-- START OF Supplied information --

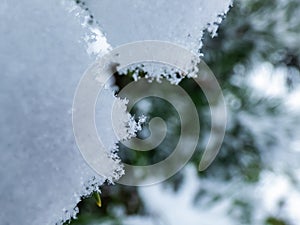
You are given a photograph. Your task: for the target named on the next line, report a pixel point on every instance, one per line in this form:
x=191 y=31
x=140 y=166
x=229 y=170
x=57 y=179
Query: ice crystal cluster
x=45 y=47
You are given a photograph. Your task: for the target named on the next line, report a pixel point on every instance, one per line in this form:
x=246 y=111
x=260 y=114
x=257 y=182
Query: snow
x=45 y=48
x=183 y=23
x=42 y=58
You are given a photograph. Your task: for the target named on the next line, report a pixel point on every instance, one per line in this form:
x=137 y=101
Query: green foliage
x=239 y=45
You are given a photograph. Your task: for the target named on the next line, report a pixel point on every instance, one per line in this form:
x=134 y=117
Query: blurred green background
x=254 y=33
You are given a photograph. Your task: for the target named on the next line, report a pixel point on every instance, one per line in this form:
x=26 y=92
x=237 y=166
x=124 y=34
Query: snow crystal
x=42 y=59
x=44 y=52
x=175 y=21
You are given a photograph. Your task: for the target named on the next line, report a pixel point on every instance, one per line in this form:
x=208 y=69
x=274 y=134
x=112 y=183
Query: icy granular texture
x=176 y=21
x=43 y=54
x=42 y=58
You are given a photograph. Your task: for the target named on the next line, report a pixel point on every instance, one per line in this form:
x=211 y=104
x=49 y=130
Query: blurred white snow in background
x=44 y=50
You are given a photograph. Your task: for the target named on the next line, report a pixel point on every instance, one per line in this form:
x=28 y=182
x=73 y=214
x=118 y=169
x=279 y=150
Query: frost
x=183 y=23
x=44 y=52
x=42 y=58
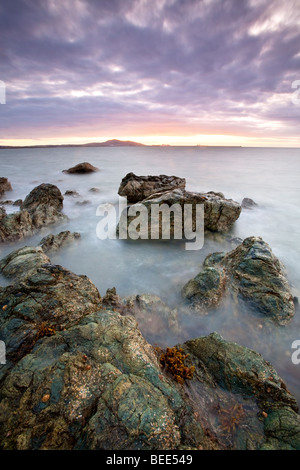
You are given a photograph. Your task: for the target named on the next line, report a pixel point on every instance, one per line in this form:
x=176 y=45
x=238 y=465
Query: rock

-- END OF Supplied information --

- **Directions**
Which lines in the data above contain the string "green"? Pick out each one and copy it in full.

- **Written response**
Query: green foliage
Query: blurred green background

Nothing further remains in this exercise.